While this works fine, it clutters our work environment with variables we won't need to use again, and which can potentially step on one anothers toes. It can help with readability (the results of each step is complete), but those extra variables make it harder to modify and change the algorithm later.

An alternative to saving each step as a distinct variable would be to write the desired statements nested within other statements. For example, we could write the statement above as follows:

# Preparation: add a column that is the car name
mtcars.named <- mutate(mtcars, car.name = row.names(mtcars))

# Write a nested operation to return the best car name
best.car.name <- select(  # 3. Select car name of the car
                  filter(  # 2. Filter down to the one with the highest mpg
                    filter( # 1. Filter down to only four cylinder cars
                      mtcars.named,  # arguments for the Step 1 filter
                      cyl == 4
                    ),
                    mpg == max(mpg)  # other arguments for the Step 2 filter
                  ),
                  car.name  # other arguments for the Step 3 select
                )

This version uses anonymous variables—result values which we don't give names to (so are anonymous), but instead immediately use as the arguments to another function. We've used these frequently with the print() function and with filters (those vectors of TRUE and FALSE values), and even the max(mpg) in Step 2 above is an anonymous variable!
········
REQUIREMENT 1:
Update the nested-statements text from "While this works" up to and including "the algorithm later.", writing "workspace" in place of "work environment".
The text and the records come from two unrelated sources.
········
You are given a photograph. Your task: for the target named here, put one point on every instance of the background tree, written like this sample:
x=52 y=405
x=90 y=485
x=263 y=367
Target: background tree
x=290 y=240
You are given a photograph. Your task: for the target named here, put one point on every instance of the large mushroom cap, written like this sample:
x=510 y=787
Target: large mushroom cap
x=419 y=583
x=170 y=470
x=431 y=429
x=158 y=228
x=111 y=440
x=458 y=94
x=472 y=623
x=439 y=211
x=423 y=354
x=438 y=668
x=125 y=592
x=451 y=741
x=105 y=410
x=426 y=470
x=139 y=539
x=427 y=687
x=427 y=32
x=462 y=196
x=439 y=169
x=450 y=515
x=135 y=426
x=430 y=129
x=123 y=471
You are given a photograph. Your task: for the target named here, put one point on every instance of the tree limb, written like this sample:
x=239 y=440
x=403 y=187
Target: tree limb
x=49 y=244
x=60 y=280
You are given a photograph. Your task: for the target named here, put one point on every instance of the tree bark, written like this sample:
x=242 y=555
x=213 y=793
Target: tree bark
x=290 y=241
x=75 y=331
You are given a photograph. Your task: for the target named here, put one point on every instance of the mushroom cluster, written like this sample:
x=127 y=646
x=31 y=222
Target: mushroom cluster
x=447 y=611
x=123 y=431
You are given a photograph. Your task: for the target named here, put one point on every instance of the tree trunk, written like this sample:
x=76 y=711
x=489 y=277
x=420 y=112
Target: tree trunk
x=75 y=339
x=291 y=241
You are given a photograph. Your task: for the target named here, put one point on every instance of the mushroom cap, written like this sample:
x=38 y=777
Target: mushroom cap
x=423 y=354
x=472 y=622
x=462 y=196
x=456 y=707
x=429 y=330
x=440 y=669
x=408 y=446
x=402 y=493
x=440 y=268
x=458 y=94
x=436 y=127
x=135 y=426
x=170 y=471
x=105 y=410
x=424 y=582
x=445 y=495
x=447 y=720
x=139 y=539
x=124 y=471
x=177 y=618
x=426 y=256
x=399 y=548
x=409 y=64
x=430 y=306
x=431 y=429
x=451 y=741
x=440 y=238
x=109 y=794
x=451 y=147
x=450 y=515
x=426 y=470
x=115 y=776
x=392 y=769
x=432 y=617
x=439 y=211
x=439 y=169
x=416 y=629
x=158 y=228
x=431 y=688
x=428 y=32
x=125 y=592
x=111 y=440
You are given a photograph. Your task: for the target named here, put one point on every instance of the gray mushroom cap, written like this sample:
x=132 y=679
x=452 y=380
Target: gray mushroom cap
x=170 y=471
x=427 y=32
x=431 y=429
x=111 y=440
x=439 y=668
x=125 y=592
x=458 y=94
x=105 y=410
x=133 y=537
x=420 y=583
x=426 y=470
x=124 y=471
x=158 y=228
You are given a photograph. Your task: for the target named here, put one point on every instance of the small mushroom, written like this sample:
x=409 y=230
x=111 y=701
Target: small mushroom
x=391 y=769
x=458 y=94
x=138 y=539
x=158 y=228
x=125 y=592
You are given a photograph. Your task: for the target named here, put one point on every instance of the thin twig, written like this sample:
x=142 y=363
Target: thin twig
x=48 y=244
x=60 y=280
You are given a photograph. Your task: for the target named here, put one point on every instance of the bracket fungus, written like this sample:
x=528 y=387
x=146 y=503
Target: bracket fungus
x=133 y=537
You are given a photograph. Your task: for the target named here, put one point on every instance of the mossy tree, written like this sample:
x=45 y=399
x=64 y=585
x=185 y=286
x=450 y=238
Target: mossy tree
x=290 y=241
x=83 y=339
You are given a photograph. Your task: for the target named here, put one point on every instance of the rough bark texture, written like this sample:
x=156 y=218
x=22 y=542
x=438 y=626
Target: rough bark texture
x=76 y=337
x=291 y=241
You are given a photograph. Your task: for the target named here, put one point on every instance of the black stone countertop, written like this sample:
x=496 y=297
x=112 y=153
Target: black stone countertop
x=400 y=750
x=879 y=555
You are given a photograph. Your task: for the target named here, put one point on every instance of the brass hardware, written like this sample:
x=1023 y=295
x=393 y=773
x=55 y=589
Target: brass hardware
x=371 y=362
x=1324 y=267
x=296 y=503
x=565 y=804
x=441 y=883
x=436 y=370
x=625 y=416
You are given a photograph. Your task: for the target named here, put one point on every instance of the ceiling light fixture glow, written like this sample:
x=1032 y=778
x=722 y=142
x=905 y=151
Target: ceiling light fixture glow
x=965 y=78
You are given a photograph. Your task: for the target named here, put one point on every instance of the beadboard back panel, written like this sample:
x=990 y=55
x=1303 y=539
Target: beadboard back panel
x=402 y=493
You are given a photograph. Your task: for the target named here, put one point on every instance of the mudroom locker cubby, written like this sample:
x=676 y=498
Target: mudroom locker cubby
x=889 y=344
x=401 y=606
········
REQUIREMENT 2:
Resize the records from the line with "of the brass" up to and including the line with "x=436 y=370". Write those lines out again in full, requests included, with each answer coordinate multiplied by 0.45 and rounded to a whole number, halves going up, while the sample points in the requests stay as they are.

EXERCISE RESPONSE 1:
While this works fine, it clutters our workspace with variables we won't need to use again, and which can potentially step on one anothers toes. It can help with readability (the results of each step is complete), but those extra variables make it harder to modify and change the algorithm later.

EXERCISE RESPONSE 2:
You are given a photograph. Your task: for the target named here, put one point on every instance of the brass hardware, written like this sample:
x=1023 y=295
x=393 y=773
x=55 y=589
Target: brass hardware
x=167 y=163
x=596 y=120
x=133 y=226
x=254 y=362
x=198 y=397
x=196 y=167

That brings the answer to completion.